Start

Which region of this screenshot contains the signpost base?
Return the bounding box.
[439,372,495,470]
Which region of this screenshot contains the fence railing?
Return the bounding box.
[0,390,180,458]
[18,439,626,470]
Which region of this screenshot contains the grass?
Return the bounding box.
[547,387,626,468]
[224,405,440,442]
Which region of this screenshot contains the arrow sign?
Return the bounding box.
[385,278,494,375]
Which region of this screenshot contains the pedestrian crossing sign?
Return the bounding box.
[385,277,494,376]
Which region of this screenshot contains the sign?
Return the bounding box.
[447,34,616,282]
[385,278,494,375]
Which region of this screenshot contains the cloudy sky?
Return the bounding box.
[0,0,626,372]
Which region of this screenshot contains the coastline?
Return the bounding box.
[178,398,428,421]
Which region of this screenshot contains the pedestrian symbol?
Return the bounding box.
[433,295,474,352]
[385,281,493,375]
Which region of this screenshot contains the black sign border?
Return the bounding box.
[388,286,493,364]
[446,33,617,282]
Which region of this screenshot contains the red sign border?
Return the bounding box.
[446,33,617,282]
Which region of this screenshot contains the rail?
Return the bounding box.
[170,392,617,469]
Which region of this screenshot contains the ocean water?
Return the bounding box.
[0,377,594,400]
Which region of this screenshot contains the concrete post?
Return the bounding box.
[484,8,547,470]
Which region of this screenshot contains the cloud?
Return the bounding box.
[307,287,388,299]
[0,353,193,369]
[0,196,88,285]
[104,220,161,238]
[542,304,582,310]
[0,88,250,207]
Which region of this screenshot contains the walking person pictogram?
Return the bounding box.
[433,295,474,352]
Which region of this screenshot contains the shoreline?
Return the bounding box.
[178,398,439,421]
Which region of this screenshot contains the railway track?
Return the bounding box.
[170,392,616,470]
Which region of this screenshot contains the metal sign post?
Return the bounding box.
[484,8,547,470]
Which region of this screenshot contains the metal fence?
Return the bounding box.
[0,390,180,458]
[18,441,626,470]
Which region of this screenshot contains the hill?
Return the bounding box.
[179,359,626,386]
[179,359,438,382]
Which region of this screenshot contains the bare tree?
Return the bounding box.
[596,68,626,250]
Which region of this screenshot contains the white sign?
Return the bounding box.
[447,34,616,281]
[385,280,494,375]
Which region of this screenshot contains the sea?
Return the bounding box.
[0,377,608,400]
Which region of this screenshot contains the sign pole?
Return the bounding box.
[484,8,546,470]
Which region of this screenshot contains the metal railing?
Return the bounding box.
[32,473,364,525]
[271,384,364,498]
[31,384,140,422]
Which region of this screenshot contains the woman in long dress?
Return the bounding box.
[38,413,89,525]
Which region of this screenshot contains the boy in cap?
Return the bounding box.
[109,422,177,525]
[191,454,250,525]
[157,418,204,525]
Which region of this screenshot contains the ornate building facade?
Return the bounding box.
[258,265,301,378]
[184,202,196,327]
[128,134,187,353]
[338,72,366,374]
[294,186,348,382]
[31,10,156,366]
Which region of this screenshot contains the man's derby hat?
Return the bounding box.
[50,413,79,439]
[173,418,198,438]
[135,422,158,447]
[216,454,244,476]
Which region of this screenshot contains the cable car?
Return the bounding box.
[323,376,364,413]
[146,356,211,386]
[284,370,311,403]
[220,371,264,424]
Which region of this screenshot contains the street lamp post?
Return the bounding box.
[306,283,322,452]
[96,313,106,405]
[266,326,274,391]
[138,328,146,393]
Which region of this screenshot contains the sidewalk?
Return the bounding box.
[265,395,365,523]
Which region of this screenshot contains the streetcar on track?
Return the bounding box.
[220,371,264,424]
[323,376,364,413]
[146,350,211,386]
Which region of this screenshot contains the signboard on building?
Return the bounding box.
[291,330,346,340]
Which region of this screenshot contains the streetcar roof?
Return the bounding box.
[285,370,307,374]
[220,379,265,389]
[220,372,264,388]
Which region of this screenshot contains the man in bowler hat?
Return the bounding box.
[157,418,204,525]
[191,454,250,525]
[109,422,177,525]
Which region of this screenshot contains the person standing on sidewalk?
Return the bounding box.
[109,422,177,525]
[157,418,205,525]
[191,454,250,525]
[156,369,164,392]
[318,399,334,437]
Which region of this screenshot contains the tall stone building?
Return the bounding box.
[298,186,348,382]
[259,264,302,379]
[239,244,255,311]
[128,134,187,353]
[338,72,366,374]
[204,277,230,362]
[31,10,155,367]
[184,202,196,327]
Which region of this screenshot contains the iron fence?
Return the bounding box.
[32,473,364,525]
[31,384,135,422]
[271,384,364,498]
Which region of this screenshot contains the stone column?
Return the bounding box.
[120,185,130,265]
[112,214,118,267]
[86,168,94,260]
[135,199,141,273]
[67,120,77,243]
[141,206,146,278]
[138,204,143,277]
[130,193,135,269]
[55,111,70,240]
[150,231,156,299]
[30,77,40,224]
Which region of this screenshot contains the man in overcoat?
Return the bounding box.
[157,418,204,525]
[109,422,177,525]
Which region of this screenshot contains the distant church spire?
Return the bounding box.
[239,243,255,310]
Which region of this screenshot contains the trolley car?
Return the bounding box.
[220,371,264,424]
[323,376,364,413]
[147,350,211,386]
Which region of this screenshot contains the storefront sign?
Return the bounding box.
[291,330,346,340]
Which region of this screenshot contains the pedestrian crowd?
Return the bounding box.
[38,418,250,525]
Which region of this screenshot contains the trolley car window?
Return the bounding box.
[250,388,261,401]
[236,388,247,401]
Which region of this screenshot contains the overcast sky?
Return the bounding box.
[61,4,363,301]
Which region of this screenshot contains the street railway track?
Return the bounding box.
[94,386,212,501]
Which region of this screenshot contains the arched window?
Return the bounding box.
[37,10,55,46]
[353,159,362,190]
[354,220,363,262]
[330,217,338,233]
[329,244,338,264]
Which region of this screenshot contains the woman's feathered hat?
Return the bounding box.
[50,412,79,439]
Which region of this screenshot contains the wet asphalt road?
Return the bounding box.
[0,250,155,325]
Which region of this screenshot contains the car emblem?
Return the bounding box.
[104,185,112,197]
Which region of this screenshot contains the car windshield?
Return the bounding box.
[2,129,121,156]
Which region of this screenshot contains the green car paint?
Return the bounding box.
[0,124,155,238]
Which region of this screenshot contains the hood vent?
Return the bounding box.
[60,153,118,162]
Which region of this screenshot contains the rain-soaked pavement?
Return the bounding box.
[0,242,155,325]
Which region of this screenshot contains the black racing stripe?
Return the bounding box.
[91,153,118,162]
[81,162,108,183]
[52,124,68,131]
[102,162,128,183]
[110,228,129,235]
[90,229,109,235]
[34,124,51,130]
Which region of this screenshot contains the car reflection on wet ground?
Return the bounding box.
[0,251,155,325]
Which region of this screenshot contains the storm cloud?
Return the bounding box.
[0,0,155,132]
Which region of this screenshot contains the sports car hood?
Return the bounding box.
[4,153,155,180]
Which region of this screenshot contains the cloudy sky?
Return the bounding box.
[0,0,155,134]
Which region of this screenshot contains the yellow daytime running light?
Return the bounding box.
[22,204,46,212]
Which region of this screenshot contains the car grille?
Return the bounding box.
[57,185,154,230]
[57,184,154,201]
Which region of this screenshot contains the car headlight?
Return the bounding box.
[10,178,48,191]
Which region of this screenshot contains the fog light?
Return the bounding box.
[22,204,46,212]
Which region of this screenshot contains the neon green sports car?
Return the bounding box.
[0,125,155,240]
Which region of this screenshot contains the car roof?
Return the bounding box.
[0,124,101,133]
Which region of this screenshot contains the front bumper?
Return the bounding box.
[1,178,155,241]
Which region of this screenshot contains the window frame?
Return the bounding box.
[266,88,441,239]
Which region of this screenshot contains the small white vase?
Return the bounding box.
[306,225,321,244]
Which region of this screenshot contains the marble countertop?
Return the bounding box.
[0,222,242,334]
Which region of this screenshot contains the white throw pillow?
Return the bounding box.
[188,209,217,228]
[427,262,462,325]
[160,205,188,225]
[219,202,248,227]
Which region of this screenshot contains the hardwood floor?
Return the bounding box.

End

*Task instructions*.
Show every line of the entries above that contains the word "stone", treating uppercase and lowercase letters as different.

*Solution to this task*.
Which region of this screenshot contains the tall stone building?
Which region of this screenshot contains the stone column?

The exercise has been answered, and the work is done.